QUOTED PASSAGE =>

It points to L3 (or vlan). And this will be preserved, I have no
intention to change that.

Just to make sure, we are on the same page, here is what
__skb_flow_dissect (and BPF prog) is seeing in nhoff.

NO-VLAN is always the same for both with-skb/no-skb:
+----+----+-----+--+
|DMAC|SMAC|PROTO|L3|
+----+----+-----+--+
                 ^
                 +-- nhoff
                     proto = PROTO

VLAN no-skb (eth_get_headlen):
+----+----+----+---+-----+--+
|DMAC|SMAC|TPID|TCI|PROTO|L3|
+----+----+----+---+-----+--+
                ^
                +-- nhoff
                    proto = TPID

VLAN with-skb, RFS (pre __netif_receive_skb_core):
+----+----+----+---+-----+--+
|DMAC|SMAC|TPID|TCI|PROTO|L3|
+----+----+----+---+-----+--+
                ^
                +-- nhoff
                    proto = TPID

VLAN with-skb, post RFS (post __netif_receive_skb_core / skb_vlan_untag):
+----+----+----+---+-----+--+
|DMAC|SMAC|TPID|TCI|PROTO|L3|
+----+----+----+---+-----+--+
                          ^
                          +-- nhoff
			      proto = PROTO

And in the last case, networking stack sets:
 * skb->vlan_present to true
 * skb->vlan_proto to TPID
 * skb->vlan_tci to TCI
 * skb->protocol to PROTO
 * pulls vlan header, so skb->data points to L3 header

> Only now after reading bpf_flow.c for Nth time I realized what semantics
> you gave to skb->vlan* and skb->protocol fields. All of them have
> to be kept as-is.
Don't read too much into current bpf_flow.c, I don't think it really
works with vlans in all the cases :-/

It always looks back, assuming post RFS situation; that needs to be
changed by dropping that "if (!skb->vlan_present)" and just looking
into input 'proto' (and optionally parsing vlan hdr if proto ==
802.1q/ad, which we already, sort of, do).

I'm gonna add a small testcase for BPF_PROG_TEST_RUN.

> For no-skb cases all of them should be available with the same logic
> and it has to documented, since it's different from other bpf progs
> that access these fields.
I feel like dropping those vlan_{present,proto,tci} from bpf flow dissector.
It should not care what's in the skb and should just rely on the input 'proto'
to optionally parse vlan header.

+1 on documenting all of that

^ permalink raw reply	[flat|nested] 32+ messages in thread

* Re: [RFC bpf-next v3 6/8] flow_dissector: handle no-skb use case
  2019-03-27  2:44                             ` Stanislav Fomichev
@ 2019-03-27 17:55                               ` Alexei Starovoitov
  2019-03-27 19:58                                 ` Stanislav Fomichev
  0 siblings, 1 reply; 32+ messages in thread
From: Alexei Starovoitov @ 2019-03-27 17:55 UTC (permalink / raw)

INFORMATION PROVIDED =>
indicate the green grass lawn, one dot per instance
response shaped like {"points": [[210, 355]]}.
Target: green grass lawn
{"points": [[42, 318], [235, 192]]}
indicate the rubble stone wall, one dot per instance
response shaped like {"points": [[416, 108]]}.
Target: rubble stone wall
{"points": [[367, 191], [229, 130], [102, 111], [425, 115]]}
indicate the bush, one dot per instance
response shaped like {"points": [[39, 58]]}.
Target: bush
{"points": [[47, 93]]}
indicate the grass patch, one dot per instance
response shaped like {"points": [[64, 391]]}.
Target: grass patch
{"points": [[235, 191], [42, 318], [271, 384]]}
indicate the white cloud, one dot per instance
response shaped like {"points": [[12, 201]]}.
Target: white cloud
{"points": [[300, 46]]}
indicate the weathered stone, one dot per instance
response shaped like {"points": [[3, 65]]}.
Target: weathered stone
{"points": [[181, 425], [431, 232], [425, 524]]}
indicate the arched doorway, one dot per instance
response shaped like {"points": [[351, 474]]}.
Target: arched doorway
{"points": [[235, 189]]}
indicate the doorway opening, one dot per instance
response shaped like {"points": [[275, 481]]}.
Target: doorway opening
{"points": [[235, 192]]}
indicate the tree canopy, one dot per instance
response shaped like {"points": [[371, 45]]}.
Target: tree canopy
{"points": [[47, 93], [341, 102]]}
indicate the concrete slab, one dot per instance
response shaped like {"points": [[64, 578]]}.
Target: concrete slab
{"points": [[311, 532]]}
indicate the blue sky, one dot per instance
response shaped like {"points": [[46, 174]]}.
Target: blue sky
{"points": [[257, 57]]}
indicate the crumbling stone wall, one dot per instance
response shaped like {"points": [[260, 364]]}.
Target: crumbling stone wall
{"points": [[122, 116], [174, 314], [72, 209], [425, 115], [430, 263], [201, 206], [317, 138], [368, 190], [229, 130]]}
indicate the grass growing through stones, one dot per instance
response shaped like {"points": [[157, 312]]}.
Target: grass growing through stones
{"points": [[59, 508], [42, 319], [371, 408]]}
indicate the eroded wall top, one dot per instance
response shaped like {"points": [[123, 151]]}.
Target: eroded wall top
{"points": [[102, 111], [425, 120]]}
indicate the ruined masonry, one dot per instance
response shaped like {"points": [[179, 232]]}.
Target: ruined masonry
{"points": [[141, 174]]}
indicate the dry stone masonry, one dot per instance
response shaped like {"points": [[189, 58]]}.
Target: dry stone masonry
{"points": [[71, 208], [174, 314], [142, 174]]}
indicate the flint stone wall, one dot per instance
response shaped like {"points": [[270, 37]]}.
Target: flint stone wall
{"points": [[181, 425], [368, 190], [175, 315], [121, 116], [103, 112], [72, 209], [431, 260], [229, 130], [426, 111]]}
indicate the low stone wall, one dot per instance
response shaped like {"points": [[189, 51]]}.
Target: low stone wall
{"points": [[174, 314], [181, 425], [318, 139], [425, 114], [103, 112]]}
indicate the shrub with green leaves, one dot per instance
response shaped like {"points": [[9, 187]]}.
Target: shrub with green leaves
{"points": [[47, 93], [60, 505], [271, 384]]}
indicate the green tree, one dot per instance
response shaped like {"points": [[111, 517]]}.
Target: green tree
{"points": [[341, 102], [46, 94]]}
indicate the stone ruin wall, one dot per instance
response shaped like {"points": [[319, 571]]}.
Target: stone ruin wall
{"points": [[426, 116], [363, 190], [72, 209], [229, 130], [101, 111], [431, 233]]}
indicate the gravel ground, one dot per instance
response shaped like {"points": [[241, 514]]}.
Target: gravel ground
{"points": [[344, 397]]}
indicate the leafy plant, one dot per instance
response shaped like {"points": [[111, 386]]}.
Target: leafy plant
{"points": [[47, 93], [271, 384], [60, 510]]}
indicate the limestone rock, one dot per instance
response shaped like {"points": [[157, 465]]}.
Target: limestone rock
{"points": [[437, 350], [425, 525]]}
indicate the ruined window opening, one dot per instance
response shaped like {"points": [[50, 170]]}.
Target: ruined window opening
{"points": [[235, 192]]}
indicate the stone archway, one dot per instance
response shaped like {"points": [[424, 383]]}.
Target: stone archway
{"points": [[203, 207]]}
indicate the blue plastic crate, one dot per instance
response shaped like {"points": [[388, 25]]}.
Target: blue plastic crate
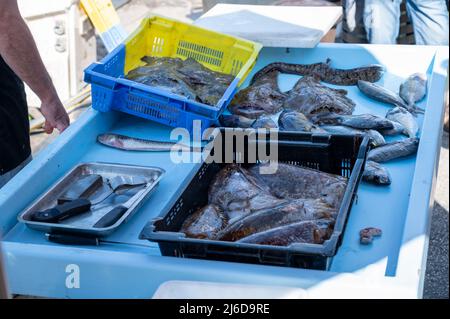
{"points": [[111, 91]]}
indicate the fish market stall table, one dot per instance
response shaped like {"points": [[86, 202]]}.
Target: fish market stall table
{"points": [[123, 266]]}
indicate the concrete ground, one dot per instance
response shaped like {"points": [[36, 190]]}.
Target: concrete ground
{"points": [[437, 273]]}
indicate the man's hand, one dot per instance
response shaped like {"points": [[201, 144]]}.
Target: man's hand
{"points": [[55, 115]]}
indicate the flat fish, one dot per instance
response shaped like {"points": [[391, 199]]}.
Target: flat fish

DIRECTIVE 1 => From the flow dissector discussion, copy the passage between "I'm gonna add" and "parse vlan header.", inclusive.
DIRECTIVE 2 => Render this sentence from the flow dissector discussion in Spanish: "I'm gonna add a small testcase for BPF_PROG_TEST_RUN."

TASK OUTPUT 1 =>
I'm gonna add a small testcase for BPF_PROG_TEST_RUN.

> For no-skb cases all of them should be available with the same logic
> and it has to documented, since it's different from other bpf progs
> that access these fields.
I feel like dropping those vlan_{present,proto,tci} from bpf flow dissector.
It should not care what's in the skb and should just rely on the input 'proto'
to optionally parse vlan header.

TASK OUTPUT 2 => Voy a añadir un pequeño caso de prueba para BPF_PROG_TEST_RUN.